→ Short exercise a:
Rewrite all the records below as a numbered list, leaving out blank lines.

→ Document passage:
····················

If you zoom out you can find many more examples. A bit further back, look at the Right's behavior throughout the Bush years - the Dixie Chicks are a perfect example of someone opposing the Right from within their own culture and being summarily "cancelled" for it.

More recently though, Kathy Griffin hasn't recovered from the Trump's severed head controversy.

I'd also like to point out that the type of cancelling and thought suppression the Right does is much more insidious than the Twitter mob, which has the attention span of about a week. The way the Right targets school boards at the local and State level to suppress any curricula which makes them uncomfortable is a huge, widespread problem. Countless teachers in America are legally forced to teach demonstrably false narratives about racism and slavery, as well as to present evolution and Creationism as "equally valid theories."

Comparing a comedian getting cancelled by the Left on Twitter (which rarely sticks; even Louis CK is doing gigs again) with the systematic miseducation of millions of kids based on demonstrably false narratives by the Right, I'd say the latter is much more harmful.

This seems to be a global issue affecting many democratic countries, although the way Republicans likewise target education is probably unique to the US.

····················

→ Rows:
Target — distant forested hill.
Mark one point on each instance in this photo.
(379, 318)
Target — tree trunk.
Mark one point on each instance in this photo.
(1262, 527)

····················

→ Short exercise b:
Copy the passage on cancel culture word for word, beginning at "More recently though, Kathy" and stopping after "much more harmful.".

→ Worked solution a:
1. Target — distant forested hill.
2. Mark one point on each instance in this photo.
3. (379, 318)
4. Target — tree trunk.
5. Mark one point on each instance in this photo.
6. (1262, 527)

→ Worked solution b:
More recently though, Kathy Griffin hasn't recovered from the Trump's severed head controversy.

I'd also like to point out that the type of cancelling and thought suppression the Right does is much more insidious than the Twitter mob, which has the attention span of about a week. The way the Right targets school boards at the local and State level to suppress any curricula which makes them uncomfortable is a huge, widespread problem. Countless teachers in America are legally forced to teach demonstrably false narratives about racism and slavery, as well as to present evolution and Creationism as "equally valid theories."

Comparing a comedian getting cancelled by the Left on Twitter (which rarely sticks; even Louis CK is doing gigs again) with the systematic miseducation of millions of kids based on demonstrably false narratives by the Right, I'd say the latter is much more harmful.